- _EXERCISE REQUIREMENTS_
Copy out again, unchanged, the line that contains "target | cloud bank" and every line after it down to the last line of the data.

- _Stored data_
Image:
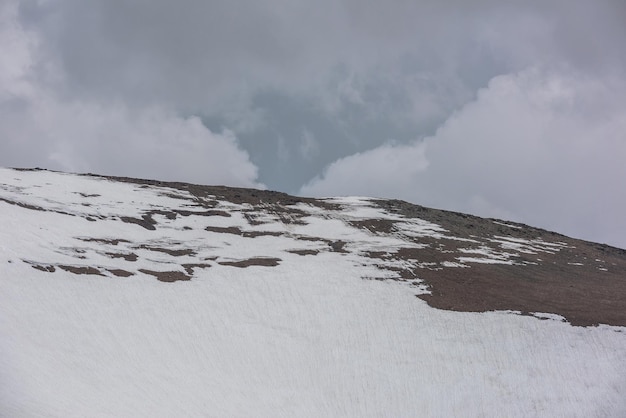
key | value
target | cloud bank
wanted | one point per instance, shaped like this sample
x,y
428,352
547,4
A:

- _YOUR RESPONSE_
target | cloud bank
wanted | one point per instance, shaped like this sample
x,y
428,352
547,4
A:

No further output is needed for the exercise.